= Selected excerpt =
With Microsoft's Medprompt, GPT-4 outperforms specialized models in medical applications. The prompt has other applications as well.
OpenAI GPT-4 has shown in the past that it can answer medical questions with a high degree of accuracy using appropriate prompts. In many cases, however, the large language model still lagged behind specialized variants such as Med-PaLM-2.
In a new paper, a Microsoft team has now shown that GPT-4 achieves new benchmarks for medical questions, outperforming even specialized models. This leap is due to a new prompting strategy that combines different approaches and is transferable to other domains.
Microsoft's Medprompt combines three methods
The method, which they call "Medprompt," combines dynamic few-shot selection, self-generated chain-of-thought (CoT), and choice shuffle ensembling.
The three elements of Medprompt are
- Dynamic selection of examples: For each question, previously collected similar training examples are selected to provide context to the model.
- Self-generated Chain of Thought: The model independently generates a CoT prompt using previously automated CoT prompts from training data.
- Choice Shuffle Ensembling: Answer options are presented multiple times in different order to avoid bias due to the position of the options. The best answer is selected by majority vote from the multiple answers generated in this way.
The previously created training examples, which contain questions and answers as well as CoT prompts that led to correct answers, are also automatically generated from benchmarks using GPT-4 and an embedding model. The embeddings are used in the inference phase to find similar examples for the new questions.
Medprompt achieves new state-of-the-art in medical benchmarks
With Medprompt, the team was able to achieve a GPT-4 hit rate of over 90% on the MedQA dataset for the first time, and the best-reported results on all nine benchmark datasets in the MultiMedQA suite. Further improvements were achieved by increasing the number of few-shot exemplars and the number of ensemble steps.
However, the researchers point out that the good performance of GPT-4 with Medprompt in benchmarks does not directly reflect the effectiveness of the model and methods in the real world.
Medprompt also shows improvements in other areas
The developed prompt is transferable to other applications because it does not require expert knowledge and manual prompt design, as in the Few-Shot examples or the Chain-of-Thought prompt. The team conducted several tests in areas of the MMLU benchmark, such as professional law, professional accounting, philosophy, or professional psychology. In all areas, Medprompt showed an average improvement of 7.3 percent.
The team sees these results as a clear indication that the framework on which Medprompt is based can be generalized to other domains and applications beyond multiple-choice questions.
All implementation details can be found in the paper.

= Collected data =

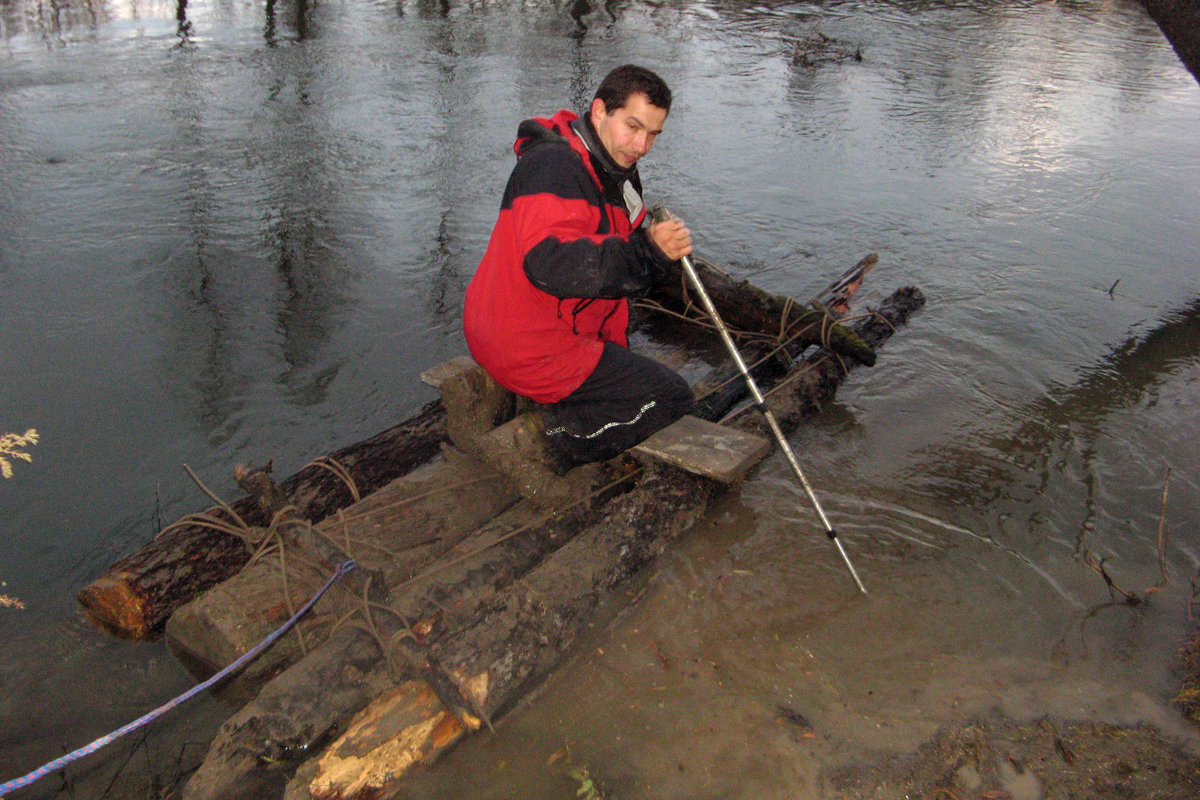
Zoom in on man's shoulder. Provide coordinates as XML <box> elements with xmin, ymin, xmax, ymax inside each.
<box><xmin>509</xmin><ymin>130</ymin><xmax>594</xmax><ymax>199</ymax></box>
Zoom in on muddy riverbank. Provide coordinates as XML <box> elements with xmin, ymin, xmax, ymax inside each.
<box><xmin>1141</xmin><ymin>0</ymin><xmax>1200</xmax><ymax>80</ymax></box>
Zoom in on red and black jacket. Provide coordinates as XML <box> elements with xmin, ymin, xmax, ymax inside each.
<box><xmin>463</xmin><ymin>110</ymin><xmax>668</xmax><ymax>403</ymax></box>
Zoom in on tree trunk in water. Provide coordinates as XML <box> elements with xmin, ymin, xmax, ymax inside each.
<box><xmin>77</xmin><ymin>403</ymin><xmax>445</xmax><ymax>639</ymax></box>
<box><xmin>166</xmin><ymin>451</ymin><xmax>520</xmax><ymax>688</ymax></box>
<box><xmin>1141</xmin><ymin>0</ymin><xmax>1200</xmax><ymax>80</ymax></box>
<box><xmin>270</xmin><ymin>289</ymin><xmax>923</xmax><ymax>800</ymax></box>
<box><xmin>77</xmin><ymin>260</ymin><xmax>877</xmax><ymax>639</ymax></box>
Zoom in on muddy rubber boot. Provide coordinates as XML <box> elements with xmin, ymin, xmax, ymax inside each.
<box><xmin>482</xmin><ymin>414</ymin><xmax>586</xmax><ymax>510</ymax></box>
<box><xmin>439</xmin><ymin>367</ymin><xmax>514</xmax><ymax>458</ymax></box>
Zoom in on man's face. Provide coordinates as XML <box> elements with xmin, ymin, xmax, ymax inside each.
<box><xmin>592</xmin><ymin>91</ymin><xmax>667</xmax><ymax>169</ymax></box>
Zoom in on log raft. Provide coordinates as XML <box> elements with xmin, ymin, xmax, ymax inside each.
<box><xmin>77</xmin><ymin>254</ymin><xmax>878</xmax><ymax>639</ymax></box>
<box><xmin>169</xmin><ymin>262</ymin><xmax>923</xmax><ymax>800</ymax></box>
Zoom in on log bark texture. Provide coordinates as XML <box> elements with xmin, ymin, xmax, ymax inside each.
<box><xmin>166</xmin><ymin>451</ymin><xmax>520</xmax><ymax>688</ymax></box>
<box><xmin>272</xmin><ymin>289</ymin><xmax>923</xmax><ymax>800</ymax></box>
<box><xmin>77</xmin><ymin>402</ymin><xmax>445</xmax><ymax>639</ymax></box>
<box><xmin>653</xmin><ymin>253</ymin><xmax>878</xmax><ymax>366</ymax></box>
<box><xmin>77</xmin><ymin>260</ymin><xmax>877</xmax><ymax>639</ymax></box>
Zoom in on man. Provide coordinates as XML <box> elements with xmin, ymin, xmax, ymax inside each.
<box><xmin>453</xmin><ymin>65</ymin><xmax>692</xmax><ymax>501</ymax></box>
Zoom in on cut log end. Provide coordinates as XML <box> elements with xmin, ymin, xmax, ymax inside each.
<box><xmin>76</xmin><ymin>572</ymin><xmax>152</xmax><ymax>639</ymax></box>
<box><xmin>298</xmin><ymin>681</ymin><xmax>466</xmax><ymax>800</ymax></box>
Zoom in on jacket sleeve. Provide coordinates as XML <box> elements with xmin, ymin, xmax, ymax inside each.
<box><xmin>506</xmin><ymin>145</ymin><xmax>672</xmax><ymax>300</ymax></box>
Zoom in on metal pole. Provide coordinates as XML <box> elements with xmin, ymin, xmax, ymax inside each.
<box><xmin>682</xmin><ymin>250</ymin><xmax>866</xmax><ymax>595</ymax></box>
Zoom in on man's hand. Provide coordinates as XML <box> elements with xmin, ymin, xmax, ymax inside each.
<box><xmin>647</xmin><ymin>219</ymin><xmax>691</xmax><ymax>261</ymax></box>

= Task statement =
According to the Medprompt article, what average improvement did Medprompt show across the MMLU areas the team tested? None of these lines is used for what comes next.

= Written reply =
An average improvement of 7.3 percent.